WHAT IS REQUIRED: Your task is to retype the lines from the opening of the material through the line that includes "Analyze the image above for the brown". Do not copy the pictures.

EXTRACTED INFORMATION:
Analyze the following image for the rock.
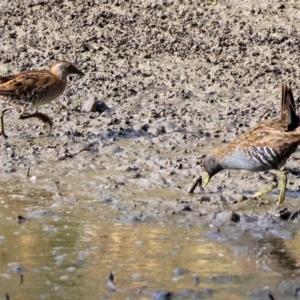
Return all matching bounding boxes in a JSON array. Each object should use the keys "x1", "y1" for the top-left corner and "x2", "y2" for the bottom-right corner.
[
  {"x1": 152, "y1": 290, "x2": 173, "y2": 300},
  {"x1": 7, "y1": 263, "x2": 25, "y2": 274},
  {"x1": 82, "y1": 96, "x2": 110, "y2": 113}
]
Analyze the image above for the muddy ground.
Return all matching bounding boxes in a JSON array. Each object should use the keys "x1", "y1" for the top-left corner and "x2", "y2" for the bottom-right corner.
[{"x1": 1, "y1": 0, "x2": 300, "y2": 299}]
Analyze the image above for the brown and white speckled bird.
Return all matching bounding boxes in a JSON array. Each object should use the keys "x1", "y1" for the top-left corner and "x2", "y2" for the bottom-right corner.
[
  {"x1": 0, "y1": 60, "x2": 84, "y2": 138},
  {"x1": 202, "y1": 83, "x2": 300, "y2": 205}
]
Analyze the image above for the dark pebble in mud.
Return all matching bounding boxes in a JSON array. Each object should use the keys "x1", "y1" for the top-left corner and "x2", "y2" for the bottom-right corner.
[
  {"x1": 4, "y1": 166, "x2": 16, "y2": 173},
  {"x1": 180, "y1": 204, "x2": 192, "y2": 212},
  {"x1": 209, "y1": 211, "x2": 240, "y2": 223},
  {"x1": 17, "y1": 215, "x2": 26, "y2": 223},
  {"x1": 277, "y1": 207, "x2": 300, "y2": 221},
  {"x1": 230, "y1": 212, "x2": 241, "y2": 222},
  {"x1": 275, "y1": 207, "x2": 292, "y2": 220},
  {"x1": 152, "y1": 290, "x2": 173, "y2": 300}
]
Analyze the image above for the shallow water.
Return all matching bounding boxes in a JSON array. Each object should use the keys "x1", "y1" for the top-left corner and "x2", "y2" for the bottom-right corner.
[
  {"x1": 1, "y1": 177, "x2": 300, "y2": 300},
  {"x1": 0, "y1": 135, "x2": 300, "y2": 299}
]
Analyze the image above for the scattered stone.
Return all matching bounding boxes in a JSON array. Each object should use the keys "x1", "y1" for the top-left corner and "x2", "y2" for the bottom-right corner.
[
  {"x1": 135, "y1": 241, "x2": 144, "y2": 247},
  {"x1": 82, "y1": 96, "x2": 110, "y2": 113},
  {"x1": 180, "y1": 204, "x2": 192, "y2": 211},
  {"x1": 17, "y1": 215, "x2": 26, "y2": 224},
  {"x1": 230, "y1": 212, "x2": 241, "y2": 223},
  {"x1": 7, "y1": 263, "x2": 25, "y2": 274},
  {"x1": 152, "y1": 290, "x2": 173, "y2": 300}
]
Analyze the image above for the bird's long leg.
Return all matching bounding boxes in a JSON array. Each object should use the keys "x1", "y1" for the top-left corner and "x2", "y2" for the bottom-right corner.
[
  {"x1": 253, "y1": 174, "x2": 278, "y2": 200},
  {"x1": 19, "y1": 106, "x2": 53, "y2": 132},
  {"x1": 277, "y1": 170, "x2": 287, "y2": 206},
  {"x1": 0, "y1": 107, "x2": 15, "y2": 138},
  {"x1": 252, "y1": 171, "x2": 287, "y2": 205}
]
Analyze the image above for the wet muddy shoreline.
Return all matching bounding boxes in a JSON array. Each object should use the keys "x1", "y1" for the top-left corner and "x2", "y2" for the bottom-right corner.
[{"x1": 1, "y1": 1, "x2": 300, "y2": 299}]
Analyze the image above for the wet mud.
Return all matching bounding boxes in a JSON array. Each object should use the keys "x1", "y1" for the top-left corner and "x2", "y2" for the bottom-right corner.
[{"x1": 1, "y1": 0, "x2": 300, "y2": 299}]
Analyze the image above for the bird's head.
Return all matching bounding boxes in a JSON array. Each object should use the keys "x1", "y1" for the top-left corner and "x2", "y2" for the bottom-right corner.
[
  {"x1": 202, "y1": 154, "x2": 222, "y2": 187},
  {"x1": 51, "y1": 60, "x2": 84, "y2": 80}
]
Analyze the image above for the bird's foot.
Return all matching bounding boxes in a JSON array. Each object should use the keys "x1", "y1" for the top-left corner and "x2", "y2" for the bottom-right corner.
[{"x1": 0, "y1": 130, "x2": 8, "y2": 139}]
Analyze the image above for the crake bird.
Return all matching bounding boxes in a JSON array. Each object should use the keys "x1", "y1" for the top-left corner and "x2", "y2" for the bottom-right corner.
[
  {"x1": 202, "y1": 83, "x2": 300, "y2": 205},
  {"x1": 0, "y1": 60, "x2": 84, "y2": 137}
]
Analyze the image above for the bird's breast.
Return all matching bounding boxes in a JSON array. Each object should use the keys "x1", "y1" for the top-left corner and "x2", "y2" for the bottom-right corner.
[{"x1": 30, "y1": 81, "x2": 67, "y2": 108}]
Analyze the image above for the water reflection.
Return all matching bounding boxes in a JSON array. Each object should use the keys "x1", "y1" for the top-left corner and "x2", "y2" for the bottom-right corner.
[
  {"x1": 1, "y1": 196, "x2": 300, "y2": 300},
  {"x1": 258, "y1": 237, "x2": 300, "y2": 273},
  {"x1": 0, "y1": 140, "x2": 300, "y2": 299}
]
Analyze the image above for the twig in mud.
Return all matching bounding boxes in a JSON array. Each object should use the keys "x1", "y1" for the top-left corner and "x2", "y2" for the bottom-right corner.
[
  {"x1": 26, "y1": 165, "x2": 31, "y2": 177},
  {"x1": 107, "y1": 271, "x2": 117, "y2": 291},
  {"x1": 55, "y1": 181, "x2": 62, "y2": 196},
  {"x1": 157, "y1": 108, "x2": 167, "y2": 116},
  {"x1": 55, "y1": 181, "x2": 60, "y2": 190},
  {"x1": 187, "y1": 175, "x2": 202, "y2": 194},
  {"x1": 268, "y1": 293, "x2": 275, "y2": 300},
  {"x1": 288, "y1": 206, "x2": 300, "y2": 221},
  {"x1": 28, "y1": 1, "x2": 46, "y2": 7}
]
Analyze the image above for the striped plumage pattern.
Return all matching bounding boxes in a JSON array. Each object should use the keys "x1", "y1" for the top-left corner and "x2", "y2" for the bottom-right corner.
[
  {"x1": 202, "y1": 83, "x2": 300, "y2": 205},
  {"x1": 248, "y1": 145, "x2": 296, "y2": 169}
]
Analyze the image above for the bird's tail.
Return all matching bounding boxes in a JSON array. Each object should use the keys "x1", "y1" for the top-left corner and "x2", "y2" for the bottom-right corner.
[{"x1": 281, "y1": 83, "x2": 299, "y2": 131}]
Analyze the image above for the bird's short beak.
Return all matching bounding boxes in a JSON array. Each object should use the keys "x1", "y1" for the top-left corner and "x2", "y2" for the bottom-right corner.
[
  {"x1": 75, "y1": 67, "x2": 85, "y2": 76},
  {"x1": 203, "y1": 172, "x2": 210, "y2": 187}
]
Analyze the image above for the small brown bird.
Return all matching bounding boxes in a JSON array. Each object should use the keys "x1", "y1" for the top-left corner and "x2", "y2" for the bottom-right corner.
[
  {"x1": 202, "y1": 83, "x2": 300, "y2": 205},
  {"x1": 0, "y1": 60, "x2": 84, "y2": 137}
]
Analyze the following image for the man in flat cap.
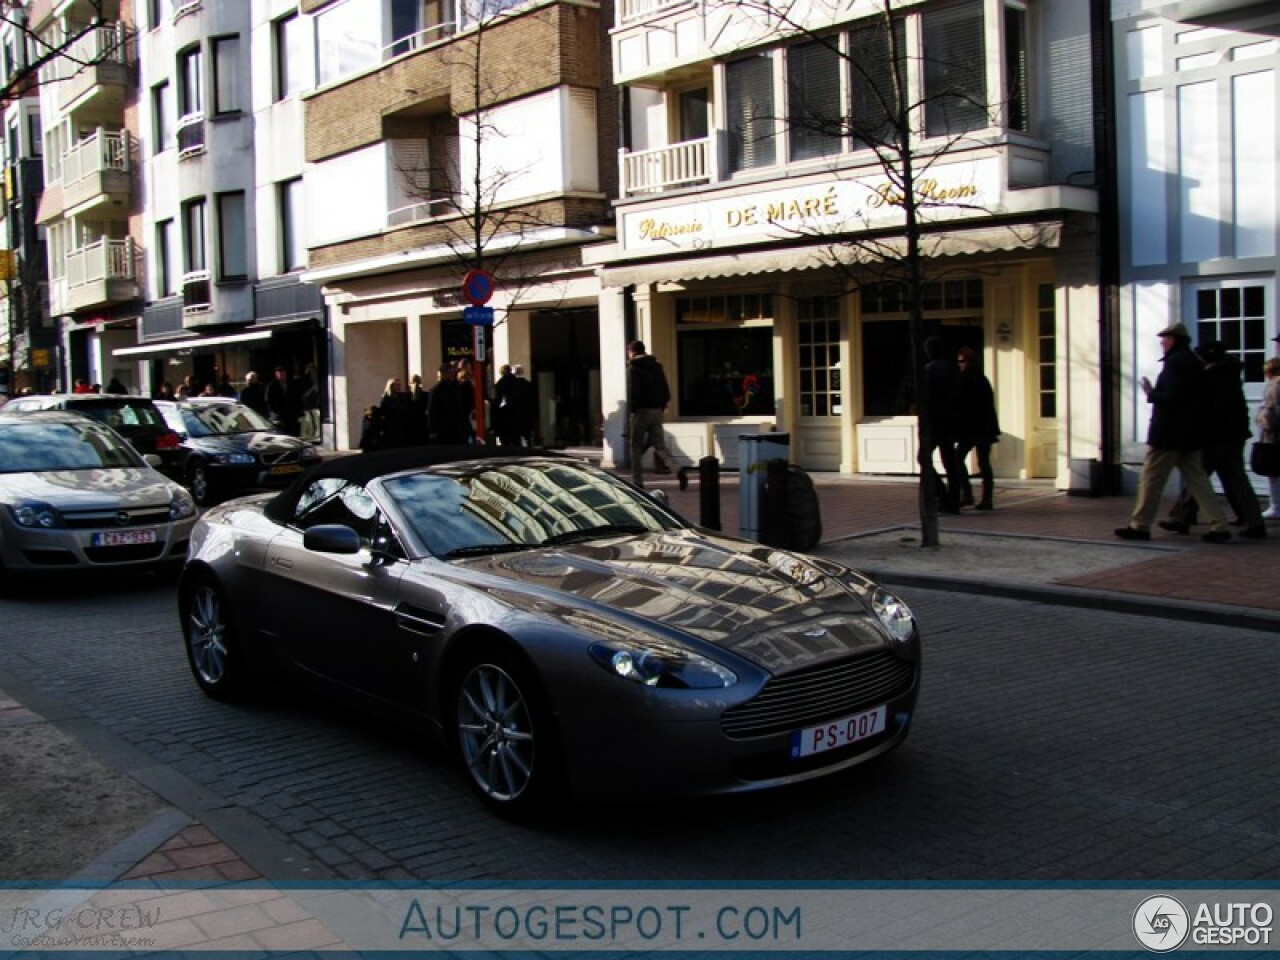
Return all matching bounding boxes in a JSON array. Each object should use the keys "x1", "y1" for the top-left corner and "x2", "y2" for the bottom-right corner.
[{"x1": 1116, "y1": 322, "x2": 1232, "y2": 543}]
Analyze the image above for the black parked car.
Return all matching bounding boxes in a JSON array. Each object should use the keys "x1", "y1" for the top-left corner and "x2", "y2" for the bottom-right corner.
[
  {"x1": 0, "y1": 393, "x2": 183, "y2": 476},
  {"x1": 155, "y1": 399, "x2": 322, "y2": 506}
]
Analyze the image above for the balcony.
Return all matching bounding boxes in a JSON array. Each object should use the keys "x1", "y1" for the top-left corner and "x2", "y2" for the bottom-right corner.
[
  {"x1": 177, "y1": 113, "x2": 207, "y2": 158},
  {"x1": 383, "y1": 21, "x2": 457, "y2": 61},
  {"x1": 62, "y1": 129, "x2": 131, "y2": 215},
  {"x1": 182, "y1": 271, "x2": 212, "y2": 316},
  {"x1": 64, "y1": 237, "x2": 137, "y2": 312},
  {"x1": 387, "y1": 197, "x2": 456, "y2": 228},
  {"x1": 50, "y1": 23, "x2": 130, "y2": 114},
  {"x1": 618, "y1": 0, "x2": 691, "y2": 25},
  {"x1": 619, "y1": 137, "x2": 713, "y2": 196}
]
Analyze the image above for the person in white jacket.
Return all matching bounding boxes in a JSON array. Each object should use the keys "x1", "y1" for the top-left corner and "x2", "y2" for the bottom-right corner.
[{"x1": 1258, "y1": 356, "x2": 1280, "y2": 519}]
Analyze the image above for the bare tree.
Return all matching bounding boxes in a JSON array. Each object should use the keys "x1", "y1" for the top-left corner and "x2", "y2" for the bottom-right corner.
[{"x1": 709, "y1": 0, "x2": 1031, "y2": 545}]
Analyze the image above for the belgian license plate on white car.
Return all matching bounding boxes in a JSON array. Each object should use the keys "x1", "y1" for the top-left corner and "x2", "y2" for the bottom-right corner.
[
  {"x1": 791, "y1": 704, "x2": 887, "y2": 759},
  {"x1": 92, "y1": 529, "x2": 157, "y2": 547}
]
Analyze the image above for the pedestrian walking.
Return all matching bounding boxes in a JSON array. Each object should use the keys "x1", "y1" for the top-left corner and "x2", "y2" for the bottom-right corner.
[
  {"x1": 377, "y1": 377, "x2": 412, "y2": 449},
  {"x1": 510, "y1": 364, "x2": 535, "y2": 446},
  {"x1": 626, "y1": 340, "x2": 673, "y2": 485},
  {"x1": 919, "y1": 335, "x2": 964, "y2": 514},
  {"x1": 407, "y1": 374, "x2": 431, "y2": 445},
  {"x1": 427, "y1": 363, "x2": 470, "y2": 445},
  {"x1": 1161, "y1": 341, "x2": 1265, "y2": 538},
  {"x1": 492, "y1": 364, "x2": 517, "y2": 446},
  {"x1": 954, "y1": 346, "x2": 1000, "y2": 511},
  {"x1": 1115, "y1": 322, "x2": 1231, "y2": 543},
  {"x1": 1257, "y1": 357, "x2": 1280, "y2": 519},
  {"x1": 266, "y1": 366, "x2": 301, "y2": 436},
  {"x1": 239, "y1": 371, "x2": 268, "y2": 417}
]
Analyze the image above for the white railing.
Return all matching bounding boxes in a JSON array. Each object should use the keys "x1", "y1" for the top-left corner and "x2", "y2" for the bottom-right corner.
[
  {"x1": 173, "y1": 1, "x2": 202, "y2": 24},
  {"x1": 65, "y1": 238, "x2": 133, "y2": 289},
  {"x1": 382, "y1": 21, "x2": 458, "y2": 61},
  {"x1": 44, "y1": 23, "x2": 128, "y2": 83},
  {"x1": 618, "y1": 0, "x2": 690, "y2": 25},
  {"x1": 176, "y1": 112, "x2": 206, "y2": 158},
  {"x1": 387, "y1": 197, "x2": 456, "y2": 227},
  {"x1": 620, "y1": 137, "x2": 711, "y2": 195},
  {"x1": 62, "y1": 129, "x2": 130, "y2": 185}
]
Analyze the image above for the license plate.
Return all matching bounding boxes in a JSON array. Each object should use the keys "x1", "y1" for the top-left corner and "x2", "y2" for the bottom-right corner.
[
  {"x1": 92, "y1": 529, "x2": 158, "y2": 547},
  {"x1": 791, "y1": 704, "x2": 887, "y2": 759},
  {"x1": 269, "y1": 464, "x2": 302, "y2": 475}
]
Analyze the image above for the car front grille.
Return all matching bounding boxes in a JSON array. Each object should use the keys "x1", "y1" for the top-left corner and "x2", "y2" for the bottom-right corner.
[
  {"x1": 63, "y1": 508, "x2": 171, "y2": 530},
  {"x1": 260, "y1": 449, "x2": 302, "y2": 466},
  {"x1": 720, "y1": 650, "x2": 916, "y2": 739}
]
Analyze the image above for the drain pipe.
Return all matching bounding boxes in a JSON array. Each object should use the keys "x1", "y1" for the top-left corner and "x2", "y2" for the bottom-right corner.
[{"x1": 1093, "y1": 0, "x2": 1123, "y2": 495}]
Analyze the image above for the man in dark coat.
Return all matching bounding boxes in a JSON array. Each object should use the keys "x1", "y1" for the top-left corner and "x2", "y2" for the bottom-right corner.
[
  {"x1": 1116, "y1": 323, "x2": 1231, "y2": 542},
  {"x1": 1162, "y1": 341, "x2": 1265, "y2": 538},
  {"x1": 626, "y1": 340, "x2": 673, "y2": 485},
  {"x1": 239, "y1": 371, "x2": 269, "y2": 417},
  {"x1": 427, "y1": 363, "x2": 470, "y2": 445},
  {"x1": 954, "y1": 346, "x2": 1000, "y2": 510},
  {"x1": 918, "y1": 335, "x2": 964, "y2": 514}
]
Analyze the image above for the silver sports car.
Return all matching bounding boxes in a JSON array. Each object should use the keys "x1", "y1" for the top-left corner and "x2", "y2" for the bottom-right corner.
[{"x1": 179, "y1": 448, "x2": 920, "y2": 817}]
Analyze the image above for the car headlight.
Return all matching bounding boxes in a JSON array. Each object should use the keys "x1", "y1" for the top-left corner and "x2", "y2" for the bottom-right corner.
[
  {"x1": 170, "y1": 489, "x2": 197, "y2": 520},
  {"x1": 211, "y1": 453, "x2": 255, "y2": 465},
  {"x1": 300, "y1": 446, "x2": 321, "y2": 461},
  {"x1": 588, "y1": 640, "x2": 737, "y2": 689},
  {"x1": 10, "y1": 500, "x2": 65, "y2": 529},
  {"x1": 871, "y1": 586, "x2": 916, "y2": 644}
]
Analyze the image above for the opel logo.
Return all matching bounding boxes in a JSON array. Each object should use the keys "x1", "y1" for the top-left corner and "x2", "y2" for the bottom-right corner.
[{"x1": 116, "y1": 511, "x2": 130, "y2": 526}]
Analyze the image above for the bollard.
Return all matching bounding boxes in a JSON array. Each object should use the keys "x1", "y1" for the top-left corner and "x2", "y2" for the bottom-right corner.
[{"x1": 698, "y1": 456, "x2": 721, "y2": 530}]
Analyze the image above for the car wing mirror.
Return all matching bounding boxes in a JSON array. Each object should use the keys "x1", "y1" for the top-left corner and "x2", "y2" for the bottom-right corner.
[
  {"x1": 143, "y1": 454, "x2": 163, "y2": 468},
  {"x1": 303, "y1": 524, "x2": 362, "y2": 554}
]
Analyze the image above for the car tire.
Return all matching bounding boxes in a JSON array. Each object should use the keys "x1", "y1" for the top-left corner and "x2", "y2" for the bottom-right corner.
[
  {"x1": 452, "y1": 644, "x2": 562, "y2": 819},
  {"x1": 188, "y1": 462, "x2": 219, "y2": 507},
  {"x1": 181, "y1": 576, "x2": 252, "y2": 700}
]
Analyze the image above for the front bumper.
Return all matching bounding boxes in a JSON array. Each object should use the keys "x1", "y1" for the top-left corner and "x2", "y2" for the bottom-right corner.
[{"x1": 0, "y1": 515, "x2": 196, "y2": 572}]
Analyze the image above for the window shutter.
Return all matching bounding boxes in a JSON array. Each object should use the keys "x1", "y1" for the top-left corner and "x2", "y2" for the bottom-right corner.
[
  {"x1": 848, "y1": 18, "x2": 907, "y2": 149},
  {"x1": 787, "y1": 40, "x2": 842, "y2": 161},
  {"x1": 727, "y1": 54, "x2": 776, "y2": 172},
  {"x1": 923, "y1": 1, "x2": 988, "y2": 137}
]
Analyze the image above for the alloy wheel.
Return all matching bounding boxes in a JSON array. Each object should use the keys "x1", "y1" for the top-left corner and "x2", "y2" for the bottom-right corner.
[
  {"x1": 187, "y1": 584, "x2": 229, "y2": 687},
  {"x1": 456, "y1": 662, "x2": 536, "y2": 803}
]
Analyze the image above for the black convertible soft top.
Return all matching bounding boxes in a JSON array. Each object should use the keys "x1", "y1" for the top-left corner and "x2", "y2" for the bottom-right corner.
[{"x1": 262, "y1": 445, "x2": 576, "y2": 524}]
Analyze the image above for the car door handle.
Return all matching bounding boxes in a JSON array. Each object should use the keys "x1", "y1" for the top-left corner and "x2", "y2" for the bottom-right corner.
[{"x1": 270, "y1": 555, "x2": 294, "y2": 570}]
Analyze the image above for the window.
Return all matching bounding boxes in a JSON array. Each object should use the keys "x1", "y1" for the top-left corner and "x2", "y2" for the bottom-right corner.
[
  {"x1": 280, "y1": 178, "x2": 306, "y2": 272},
  {"x1": 155, "y1": 219, "x2": 177, "y2": 297},
  {"x1": 798, "y1": 297, "x2": 842, "y2": 418},
  {"x1": 293, "y1": 478, "x2": 393, "y2": 551},
  {"x1": 212, "y1": 36, "x2": 242, "y2": 115},
  {"x1": 1193, "y1": 280, "x2": 1269, "y2": 384},
  {"x1": 922, "y1": 0, "x2": 988, "y2": 138},
  {"x1": 1005, "y1": 3, "x2": 1029, "y2": 132},
  {"x1": 1036, "y1": 283, "x2": 1056, "y2": 418},
  {"x1": 178, "y1": 46, "x2": 203, "y2": 118},
  {"x1": 787, "y1": 39, "x2": 843, "y2": 161},
  {"x1": 151, "y1": 81, "x2": 170, "y2": 153},
  {"x1": 183, "y1": 198, "x2": 207, "y2": 273},
  {"x1": 147, "y1": 0, "x2": 173, "y2": 31},
  {"x1": 678, "y1": 87, "x2": 709, "y2": 141},
  {"x1": 216, "y1": 192, "x2": 247, "y2": 280},
  {"x1": 675, "y1": 293, "x2": 776, "y2": 417},
  {"x1": 275, "y1": 12, "x2": 306, "y2": 101},
  {"x1": 848, "y1": 17, "x2": 907, "y2": 149},
  {"x1": 726, "y1": 54, "x2": 776, "y2": 172},
  {"x1": 316, "y1": 0, "x2": 379, "y2": 86}
]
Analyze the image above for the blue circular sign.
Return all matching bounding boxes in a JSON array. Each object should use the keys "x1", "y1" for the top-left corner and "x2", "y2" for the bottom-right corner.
[{"x1": 462, "y1": 269, "x2": 494, "y2": 306}]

OUTPUT FOR THIS EXERCISE:
Analyze the following image for the rock.
Return all matching bounding boxes in a JSON array. Each object should use the keys "x1", "y1" for the top-left corner and "x2", "y2" for the bottom-right corner.
[
  {"x1": 152, "y1": 290, "x2": 173, "y2": 300},
  {"x1": 7, "y1": 263, "x2": 25, "y2": 274},
  {"x1": 82, "y1": 96, "x2": 110, "y2": 113}
]
Analyze the image above for the muddy ground.
Return all matching bounding boxes in a JSON array. Each object should use the keys "x1", "y1" for the top-left corner and "x2", "y2" for the bottom-right corner.
[{"x1": 1, "y1": 0, "x2": 300, "y2": 299}]
Analyze the image above for the brown and white speckled bird.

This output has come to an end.